_TASK STATEMENT_
Write out the rows below again, substituting "segmentation" for every occurrence of "mask" and keeping everything else unchanged. Leave the pictures out.

[Annotation dataset entries]

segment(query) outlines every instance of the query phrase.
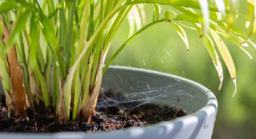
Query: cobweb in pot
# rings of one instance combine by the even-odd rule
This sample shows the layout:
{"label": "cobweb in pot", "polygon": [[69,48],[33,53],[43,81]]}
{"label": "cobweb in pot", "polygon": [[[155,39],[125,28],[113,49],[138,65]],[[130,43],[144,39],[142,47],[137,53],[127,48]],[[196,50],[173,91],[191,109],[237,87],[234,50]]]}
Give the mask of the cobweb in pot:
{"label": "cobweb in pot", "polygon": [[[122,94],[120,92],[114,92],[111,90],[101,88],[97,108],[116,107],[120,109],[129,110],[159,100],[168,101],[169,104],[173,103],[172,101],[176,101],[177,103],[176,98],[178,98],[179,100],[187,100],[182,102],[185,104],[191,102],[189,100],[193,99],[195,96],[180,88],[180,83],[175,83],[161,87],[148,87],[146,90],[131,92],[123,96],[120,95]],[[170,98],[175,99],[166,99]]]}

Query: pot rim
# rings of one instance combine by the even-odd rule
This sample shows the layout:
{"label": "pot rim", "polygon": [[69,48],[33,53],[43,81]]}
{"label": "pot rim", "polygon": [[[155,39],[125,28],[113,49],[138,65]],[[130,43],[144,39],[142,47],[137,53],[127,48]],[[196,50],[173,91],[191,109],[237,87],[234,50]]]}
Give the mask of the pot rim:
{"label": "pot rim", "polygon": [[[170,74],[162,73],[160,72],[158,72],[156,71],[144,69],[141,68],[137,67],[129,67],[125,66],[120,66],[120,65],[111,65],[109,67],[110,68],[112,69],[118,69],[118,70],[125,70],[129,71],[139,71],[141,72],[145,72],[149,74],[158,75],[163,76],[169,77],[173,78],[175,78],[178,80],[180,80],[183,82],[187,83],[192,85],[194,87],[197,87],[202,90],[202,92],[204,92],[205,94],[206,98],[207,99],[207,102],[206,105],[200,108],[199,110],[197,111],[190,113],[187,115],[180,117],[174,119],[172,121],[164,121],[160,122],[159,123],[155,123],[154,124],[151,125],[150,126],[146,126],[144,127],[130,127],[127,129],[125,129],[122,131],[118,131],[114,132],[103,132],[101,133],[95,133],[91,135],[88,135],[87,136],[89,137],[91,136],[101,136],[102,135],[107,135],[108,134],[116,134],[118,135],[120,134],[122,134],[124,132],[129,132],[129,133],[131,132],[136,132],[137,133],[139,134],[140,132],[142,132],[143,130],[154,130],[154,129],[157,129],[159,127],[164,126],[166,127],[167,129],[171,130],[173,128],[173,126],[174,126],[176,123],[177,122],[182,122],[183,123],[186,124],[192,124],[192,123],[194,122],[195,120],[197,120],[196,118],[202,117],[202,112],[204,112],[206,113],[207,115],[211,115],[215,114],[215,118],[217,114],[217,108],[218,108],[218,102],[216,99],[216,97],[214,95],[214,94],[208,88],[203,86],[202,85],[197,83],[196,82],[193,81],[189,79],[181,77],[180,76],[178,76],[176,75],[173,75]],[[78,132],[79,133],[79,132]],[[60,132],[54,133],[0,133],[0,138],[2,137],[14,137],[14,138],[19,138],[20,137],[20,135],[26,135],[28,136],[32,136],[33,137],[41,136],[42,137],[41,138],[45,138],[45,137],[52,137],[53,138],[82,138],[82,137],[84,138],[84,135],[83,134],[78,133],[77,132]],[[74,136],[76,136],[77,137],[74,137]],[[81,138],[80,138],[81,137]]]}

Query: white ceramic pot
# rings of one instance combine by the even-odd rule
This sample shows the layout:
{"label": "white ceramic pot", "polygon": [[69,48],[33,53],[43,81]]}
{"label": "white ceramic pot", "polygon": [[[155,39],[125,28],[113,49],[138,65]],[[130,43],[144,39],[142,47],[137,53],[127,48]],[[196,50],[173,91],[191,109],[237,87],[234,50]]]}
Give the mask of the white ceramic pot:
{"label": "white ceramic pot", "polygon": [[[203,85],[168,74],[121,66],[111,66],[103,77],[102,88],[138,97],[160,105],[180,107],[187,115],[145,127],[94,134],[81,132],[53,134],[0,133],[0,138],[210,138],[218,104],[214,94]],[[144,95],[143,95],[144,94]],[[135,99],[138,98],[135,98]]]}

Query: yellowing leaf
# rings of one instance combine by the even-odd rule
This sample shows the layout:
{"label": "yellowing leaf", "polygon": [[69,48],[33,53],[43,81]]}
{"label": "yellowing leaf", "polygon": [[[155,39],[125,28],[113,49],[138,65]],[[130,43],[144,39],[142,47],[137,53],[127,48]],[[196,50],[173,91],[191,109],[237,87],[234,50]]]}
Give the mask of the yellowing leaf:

_SOLVED PROBLEM_
segment(query) outlines every instance of the query phrase.
Query: cobweb in pot
# rings of one instance combine by the even-odd rule
This sample shows the layout:
{"label": "cobweb in pot", "polygon": [[69,48],[33,53],[43,81]]}
{"label": "cobweb in pot", "polygon": [[[155,39],[125,28],[113,49],[138,65]],[[130,43],[144,39],[142,47],[137,53],[127,48]],[[196,50],[173,91],[191,109],[237,87],[234,50]]]}
Give the segmentation of the cobweb in pot:
{"label": "cobweb in pot", "polygon": [[[122,94],[120,92],[114,92],[111,90],[101,88],[97,108],[116,107],[120,109],[129,110],[159,100],[168,101],[169,104],[173,103],[172,101],[176,101],[177,103],[176,98],[178,98],[179,100],[187,100],[182,102],[185,104],[191,102],[189,100],[193,99],[195,96],[180,88],[180,83],[175,83],[161,87],[148,87],[146,90],[131,92],[123,96],[120,95]],[[170,98],[175,99],[166,99]]]}

Query: pot rim
# rings of one instance combine by the even-odd rule
This sample shows the layout:
{"label": "pot rim", "polygon": [[69,48],[33,53],[43,81]]}
{"label": "pot rim", "polygon": [[[155,39],[125,28],[113,49],[138,65]],[[130,43],[144,39],[142,47],[137,53],[127,48]],[[196,50],[173,91],[191,109],[237,87],[234,50]]]}
Give the segmentation of the pot rim:
{"label": "pot rim", "polygon": [[[170,74],[162,73],[160,72],[158,72],[156,71],[144,69],[141,68],[137,67],[129,67],[125,66],[120,66],[120,65],[111,65],[109,67],[110,68],[112,69],[118,69],[118,70],[125,70],[129,71],[139,71],[141,72],[145,72],[149,74],[158,75],[163,76],[169,77],[173,78],[175,78],[178,80],[180,80],[183,82],[187,83],[192,85],[194,87],[197,87],[202,90],[202,92],[204,92],[205,94],[206,98],[207,99],[207,102],[206,105],[200,108],[199,110],[197,111],[190,113],[187,115],[180,117],[174,119],[172,121],[164,121],[160,122],[159,123],[155,123],[154,124],[151,125],[150,126],[146,126],[144,127],[130,127],[127,129],[125,129],[122,131],[118,131],[114,132],[103,132],[101,133],[95,133],[91,135],[88,135],[87,136],[89,137],[91,136],[101,136],[102,135],[107,135],[108,134],[116,134],[118,135],[120,134],[122,134],[124,132],[129,132],[129,133],[131,132],[136,132],[137,133],[139,134],[140,132],[142,132],[143,130],[154,130],[154,129],[157,129],[159,127],[164,126],[166,127],[167,129],[171,130],[173,128],[173,126],[174,126],[176,123],[177,122],[182,122],[183,123],[186,124],[192,124],[192,123],[194,122],[195,120],[197,120],[196,118],[202,117],[202,112],[204,112],[206,113],[207,115],[211,115],[215,114],[215,118],[217,114],[217,108],[218,108],[218,102],[216,99],[216,97],[214,95],[214,94],[208,88],[203,86],[202,85],[197,83],[196,82],[193,81],[189,79],[181,77],[180,76],[178,76],[176,75],[173,75]],[[78,132],[79,133],[79,132]],[[60,132],[54,133],[0,133],[0,138],[2,137],[14,137],[14,138],[19,138],[20,137],[20,135],[26,135],[28,136],[32,136],[33,137],[41,136],[42,137],[41,138],[45,138],[45,137],[52,137],[53,138],[82,138],[82,137],[84,138],[84,135],[83,134],[78,133],[77,132]],[[74,136],[76,136],[77,137],[74,137]],[[81,138],[80,138],[81,137]]]}

Query: white ceramic pot
# rings of one instance combine by the even-odd rule
This sample shows the layout:
{"label": "white ceramic pot", "polygon": [[69,48],[33,53],[43,81]]}
{"label": "white ceramic pot", "polygon": [[[155,39],[125,28],[113,49],[138,65]],[[130,43],[144,39],[142,47],[137,53],[127,48]],[[196,50],[173,91],[191,109],[237,87],[234,50]]]}
Give the segmentation of the white ceramic pot:
{"label": "white ceramic pot", "polygon": [[[203,85],[168,74],[121,66],[111,66],[103,77],[102,88],[138,97],[160,105],[180,107],[187,115],[145,127],[94,134],[81,132],[53,134],[0,133],[0,138],[210,138],[218,104],[214,94]],[[144,95],[143,95],[144,94]],[[135,99],[138,98],[135,98]]]}

Query: yellowing leaf
# rings of one instance combine by the even-odd rule
This sample shows the layout:
{"label": "yellowing leaf", "polygon": [[69,48],[33,53],[43,81]]}
{"label": "yellowing leaf", "polygon": [[[155,39],[125,28],[113,49],[138,65]],[[130,43],[144,39],[142,47],[137,53],[127,48]],[[196,50],[173,91],[191,109],[237,87],[234,50]]]}
Give the segmentation of the yellowing leaf:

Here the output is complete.